-------- The data

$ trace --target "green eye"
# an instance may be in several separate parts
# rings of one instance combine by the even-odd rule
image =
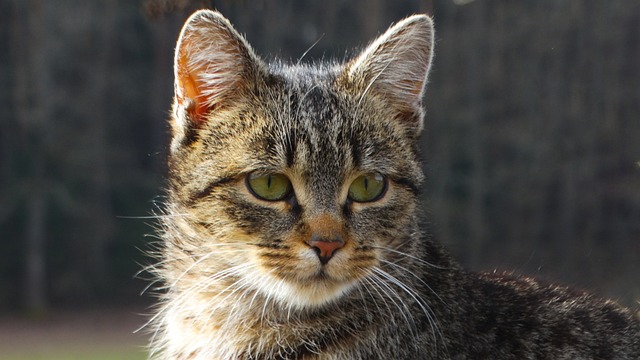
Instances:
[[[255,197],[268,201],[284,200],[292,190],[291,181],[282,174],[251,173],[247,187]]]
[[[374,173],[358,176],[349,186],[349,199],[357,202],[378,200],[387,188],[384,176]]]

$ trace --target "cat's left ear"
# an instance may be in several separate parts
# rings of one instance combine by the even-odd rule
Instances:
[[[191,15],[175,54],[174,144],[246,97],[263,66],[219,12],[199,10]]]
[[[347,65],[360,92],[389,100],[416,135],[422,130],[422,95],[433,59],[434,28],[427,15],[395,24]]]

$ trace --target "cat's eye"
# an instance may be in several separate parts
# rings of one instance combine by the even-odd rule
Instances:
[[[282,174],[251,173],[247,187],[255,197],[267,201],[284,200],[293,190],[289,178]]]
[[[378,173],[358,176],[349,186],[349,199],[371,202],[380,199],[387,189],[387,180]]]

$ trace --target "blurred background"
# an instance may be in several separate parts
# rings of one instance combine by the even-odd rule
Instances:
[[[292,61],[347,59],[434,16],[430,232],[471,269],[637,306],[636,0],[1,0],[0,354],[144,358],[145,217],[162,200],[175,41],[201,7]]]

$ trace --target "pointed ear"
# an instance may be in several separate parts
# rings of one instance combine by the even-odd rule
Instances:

----------------
-------- The data

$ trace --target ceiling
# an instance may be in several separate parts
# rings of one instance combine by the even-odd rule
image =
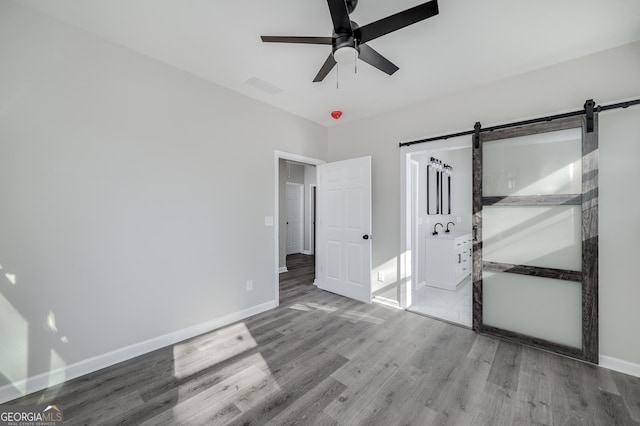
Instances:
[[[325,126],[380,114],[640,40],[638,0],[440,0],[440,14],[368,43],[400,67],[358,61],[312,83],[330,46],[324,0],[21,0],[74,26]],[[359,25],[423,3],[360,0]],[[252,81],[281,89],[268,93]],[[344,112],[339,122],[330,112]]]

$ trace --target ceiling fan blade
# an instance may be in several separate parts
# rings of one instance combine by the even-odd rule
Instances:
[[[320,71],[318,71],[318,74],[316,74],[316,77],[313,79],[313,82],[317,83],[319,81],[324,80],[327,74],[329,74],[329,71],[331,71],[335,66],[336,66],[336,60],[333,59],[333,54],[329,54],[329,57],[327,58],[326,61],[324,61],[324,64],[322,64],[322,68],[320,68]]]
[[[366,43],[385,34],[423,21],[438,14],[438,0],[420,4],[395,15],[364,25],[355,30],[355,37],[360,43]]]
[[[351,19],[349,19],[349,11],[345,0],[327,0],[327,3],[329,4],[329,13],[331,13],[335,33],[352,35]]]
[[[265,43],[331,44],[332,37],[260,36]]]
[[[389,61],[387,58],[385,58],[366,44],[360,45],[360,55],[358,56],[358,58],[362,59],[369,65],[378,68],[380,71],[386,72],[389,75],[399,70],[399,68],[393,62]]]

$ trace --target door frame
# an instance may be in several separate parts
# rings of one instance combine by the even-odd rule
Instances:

----------------

Required action:
Each line of the data that holds the word "target" should be copied.

Response to this task:
$ trace --target "green eye"
$ trace --target "cat's left ear"
$ trace --target "cat's eye"
$ trace --target "blurred background"
$ trace --target "pointed ear"
$ trace --target ceiling
$ trace --target ceiling fan blade
$ trace --target door frame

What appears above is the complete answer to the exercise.